There was no mention of the word illegitimate, and the remarks were certainly not damning and inflammatory. We do not think that these remarks were so prejudicial as to require reversal. See Goddard v. State, 1940, 143 Fla. 28, 196 So. 596, and Tribue v. State, Fla.App.1958, 106 So.2d 630.

Point 4. Defendant claims that his motion to suppress the evidence should have been granted on the ground that it was acquired as a result of an unlawful arrest, search and seizure. He contends that the arrest was made without probable cause and without a warrant.

The arresting officer, Primus Killen, testified that he had been informed of the crime by his check-on sergeant, and that there was a “pick-up” on Jesse Brown. He did not have an arrest warrant at the time of the arrest and did not know whether a warrant had been issued for Jesse Brown. He knew Jesse Brown beforehand so he knew who he was looking for. He arrested Jesse Brown, for rape, on the street at 8th Avenue and 23rd Street between 12:00 and 1:00 o’clock, or shortly after midnight, on the morning of January 13, 1967, the day after the incident.

It is clear from the evidence that Officer Killen had reasonable ground to believe that a felony had been committed and reasonable ground to believe that the person to be arrested had committed it.

- _INFORMATION SUPPLIED_:

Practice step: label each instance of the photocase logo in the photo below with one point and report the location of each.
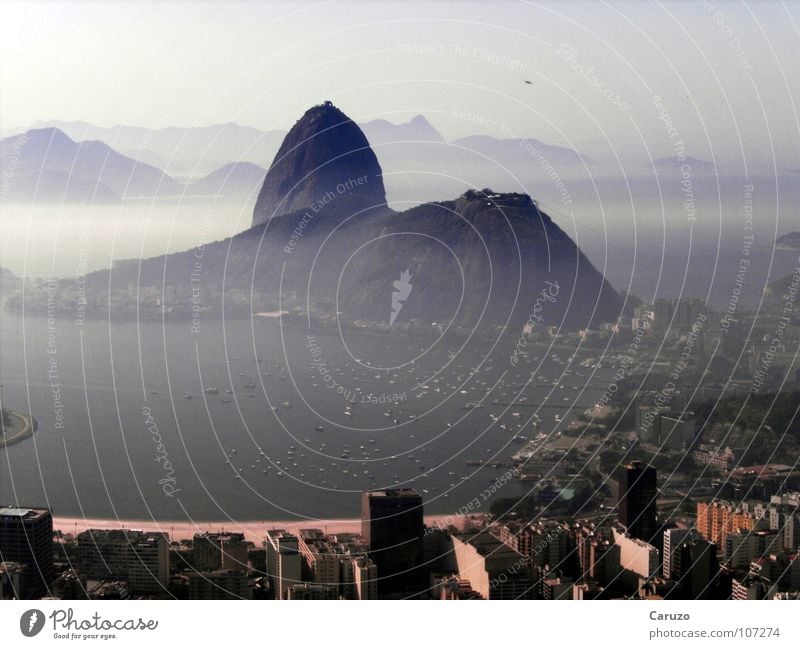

- _EXPLORE THE MATERIAL_:
• 1. Answer these questions about the court opinion, each from what it states:
(a) For what crime was Jesse Brown arrested?
(b) At which street corner was he arrested?
(c) On what ground does the defendant say his motion to suppress the evidence should have been granted?
• 2. Please carry the court opinion forward with the next few paragraphs, picking up right after its final sentence.

- _RESULTS_:
• 1.
(a) Rape.
(b) 8th Avenue and 23rd Street.
(c) That the evidence was acquired as a result of an unlawful arrest, search and seizure.

• 2.
Defendant cites Carter v. State, Fla.App.1967, 199 So.2d 324, to support his contention that the officer had reasonable time to obtain an arrest warrant. In that case this Court said:

“Where an arrest or search is made by an officer without a warrant, the State must be prepared to show * * * that the officer or officers had no reasonable opportunity to previously apply for and be issued an arrest or search warrant; otherwise the evidence as to the fruits of the search goes out.”

But the Court went on to say:

“Bear in mind, we say ‘no reasonable opportunity to previously apply’ for such warrant. This still leaves the way open for an arrest or search absent a warrant where the exigencies of the situation render it impossible or reasonably impracticable to apply for the warrant.”

The evidence in the case sub judice shows that the arresting officer did not have a reasonable opportunity at that time of night to locate a magistrate or judicial officer and have an arrest warrant issued by him. See Casso v. State, Fla.App.1966, 182 So.2d 252, 256. Jesse Brown was apprehended on the street, not in his home, around midnight, and the arresting officer had no assurance that he could locate Jesse Brown again if he went in search of a magistrate or judicial officer.

The question of whether an arrest is valid so as to support an incidental search is a mixed question of law and fact for the Court to determine. Brown v. State, Fla.1950, 46 So.2d 479; Urso v. State, Fla.*182App.1961, 134 So.2d 810; Diaz v. State, Fla.App.1965, 181 So.2d 351; Casso v. State, supra; Echols v. State, Fla.App.1967, 201 So.2d 89.

As an incident to an arrest made under these conditions, it is the power and the duty of the arresting officer to search the person so arrested and seize anything found on his person or in his possession or control tending to show that the person is guilty of a violation of a law. See Brown v. State, supra; Casso v. State, supra; Bozeman v. State, Fla.App.1958, 102 So.2d 648.

We hold that the trial Judge was correct in denying the objections to admission, into evidence of Jesse Brown’s clothing. See also Porter v. State, Fla.App.1968, 214 So.2d 73.

The judgment appealed from is affirmed.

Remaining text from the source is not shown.